### [Description of the task]
Please swap "warehouse picking" for "street scene" everywhere in the material below and reproduce it with no other changes, omitting the pictures.

### [Exercise input]

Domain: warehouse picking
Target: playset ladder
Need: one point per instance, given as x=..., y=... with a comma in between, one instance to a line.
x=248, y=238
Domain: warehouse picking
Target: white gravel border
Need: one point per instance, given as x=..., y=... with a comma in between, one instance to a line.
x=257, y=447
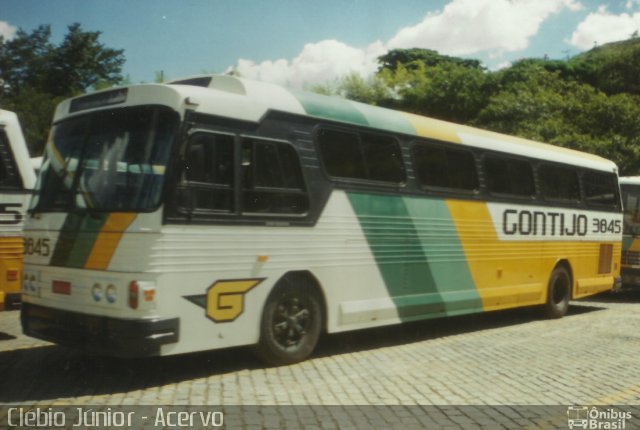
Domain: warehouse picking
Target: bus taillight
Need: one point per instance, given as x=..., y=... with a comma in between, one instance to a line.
x=133, y=294
x=12, y=275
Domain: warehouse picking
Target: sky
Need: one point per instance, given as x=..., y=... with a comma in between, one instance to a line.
x=309, y=42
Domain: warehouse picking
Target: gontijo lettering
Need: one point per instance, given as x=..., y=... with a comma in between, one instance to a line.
x=540, y=223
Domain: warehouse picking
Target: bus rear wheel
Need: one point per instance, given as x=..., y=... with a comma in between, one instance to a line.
x=291, y=323
x=558, y=293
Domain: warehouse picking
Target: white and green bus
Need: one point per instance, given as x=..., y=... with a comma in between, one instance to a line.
x=216, y=211
x=17, y=179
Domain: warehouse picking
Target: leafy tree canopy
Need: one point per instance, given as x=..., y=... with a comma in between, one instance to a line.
x=38, y=74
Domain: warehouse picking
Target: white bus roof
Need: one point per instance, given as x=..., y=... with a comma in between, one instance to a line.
x=630, y=180
x=249, y=100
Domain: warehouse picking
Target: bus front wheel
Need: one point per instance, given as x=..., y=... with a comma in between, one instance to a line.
x=291, y=323
x=558, y=293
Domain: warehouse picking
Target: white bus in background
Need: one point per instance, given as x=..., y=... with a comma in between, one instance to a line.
x=17, y=179
x=630, y=268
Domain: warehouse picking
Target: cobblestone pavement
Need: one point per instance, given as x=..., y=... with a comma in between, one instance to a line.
x=589, y=357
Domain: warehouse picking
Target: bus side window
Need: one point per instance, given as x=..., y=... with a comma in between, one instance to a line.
x=9, y=177
x=272, y=180
x=208, y=173
x=509, y=176
x=441, y=167
x=600, y=189
x=559, y=183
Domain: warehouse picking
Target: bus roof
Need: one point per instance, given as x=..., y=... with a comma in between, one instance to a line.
x=630, y=180
x=250, y=100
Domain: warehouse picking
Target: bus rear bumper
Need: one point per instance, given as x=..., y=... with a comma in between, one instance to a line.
x=103, y=335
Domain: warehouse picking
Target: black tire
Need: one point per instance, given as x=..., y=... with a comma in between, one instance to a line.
x=558, y=293
x=291, y=322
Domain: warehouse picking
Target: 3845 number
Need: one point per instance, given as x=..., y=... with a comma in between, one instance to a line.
x=39, y=247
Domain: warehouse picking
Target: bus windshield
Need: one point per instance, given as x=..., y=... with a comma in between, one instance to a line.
x=107, y=161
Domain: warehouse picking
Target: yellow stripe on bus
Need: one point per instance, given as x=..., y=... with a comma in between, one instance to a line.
x=516, y=273
x=108, y=240
x=433, y=128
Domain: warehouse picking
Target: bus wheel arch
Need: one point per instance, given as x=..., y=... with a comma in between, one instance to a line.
x=292, y=320
x=559, y=290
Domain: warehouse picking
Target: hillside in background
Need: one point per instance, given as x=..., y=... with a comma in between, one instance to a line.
x=589, y=102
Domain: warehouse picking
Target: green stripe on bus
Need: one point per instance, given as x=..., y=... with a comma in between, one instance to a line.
x=442, y=247
x=418, y=253
x=333, y=108
x=386, y=119
x=77, y=237
x=399, y=254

### [Answer to this task]
Domain: street scene
Target: playset ladder
Need: one point per instance, given as x=..., y=... with a comma in between, one instance to a line.
x=248, y=238
Domain: street scene
Target: white gravel border
Need: one point per instance, given as x=..., y=... with a comma in between, one instance to a line.
x=257, y=447
Domain: street scene
Target: bus taillight
Need: one point per instance, given as x=..., y=... with a comma in between, one instance to a line.
x=133, y=294
x=12, y=275
Domain: street scene
Target: sky
Need: one point per instance, given as x=..., y=... with a comma in between, one instance to a line.
x=309, y=42
Domain: street scene
Target: gontijo lettering
Need: one point per instance, given as x=..., y=... with a comma in between, one instance to a line.
x=540, y=223
Domain: street scene
Target: bus rear wheel
Need: one point per instance, given as x=..., y=... with a comma in between, one instance to a line.
x=291, y=323
x=558, y=293
Domain: street scene
Target: white and green bus
Need: one point per instance, given as x=..., y=... with a comma in between, one instance to a line.
x=216, y=211
x=17, y=179
Domain: street scene
Target: leafy tree canopy
Need: one point per instance, given as x=..., y=... with a comma in between, one instance to a line.
x=38, y=74
Domain: street scene
Target: white bus roof
Need: one point per instance, given as x=..., y=... with a comma in between, one instance to a line.
x=630, y=180
x=249, y=100
Domain: street scene
Target: bus front wheel
Need: one point per instance, given as x=..., y=... with a comma in between, one instance to a line.
x=291, y=323
x=558, y=293
Domain: street scene
Target: white bus in background
Need: one point per instance, given as x=..., y=... with a comma in between, one instance to a line.
x=17, y=179
x=630, y=268
Domain: street scene
Target: cobblestone pavement
Need: one point per instance, given as x=..., y=... with a comma in between, one instance to a line.
x=589, y=357
Domain: street scene
Target: bus side window
Need: one point per instance, given as x=..., y=... with a comma in between, one instance to a line.
x=9, y=177
x=272, y=180
x=208, y=173
x=509, y=176
x=441, y=167
x=600, y=189
x=559, y=183
Domain: street scene
Target: bus roof
Need: one point per instance, given as x=..., y=... with a comma in between, one instance to a line.
x=630, y=180
x=250, y=100
Domain: street scene
Target: bus rear bumper
Need: one point per instance, given as x=..., y=... with a comma in between, one instance to a line.
x=103, y=335
Domain: street scene
Target: black tire
Need: one point per instance, given as x=..., y=... with a comma in between, one instance to a line.
x=558, y=293
x=291, y=322
Domain: street scene
Target: 3845 number
Need: one point per instance, given as x=..., y=... with a comma in between, one instance to a line.
x=39, y=247
Domain: street scene
Target: bus windshield
Need: one point per instance, given as x=..., y=... with a comma in between, one instance to a line.
x=107, y=161
Domain: street scene
Target: yellow stripe on bus
Need: one point per instance, given as x=..., y=... with a comma in between, one instance to a line.
x=516, y=273
x=108, y=240
x=433, y=128
Domain: street scene
Target: bus wheel arch
Need: one point per instance, given as x=..., y=... with a comma in between, one instance to a line.
x=292, y=320
x=559, y=290
Domain: street scene
Target: hillside in background
Need: one point per instance, given as x=..., y=... with a comma in between, one instance to a line.
x=589, y=102
Domain: street scene
Target: green stripe on bus
Need: one point per instance, given as x=..., y=... with a comma in between, one instance to a line.
x=442, y=247
x=418, y=253
x=333, y=108
x=386, y=119
x=77, y=237
x=399, y=254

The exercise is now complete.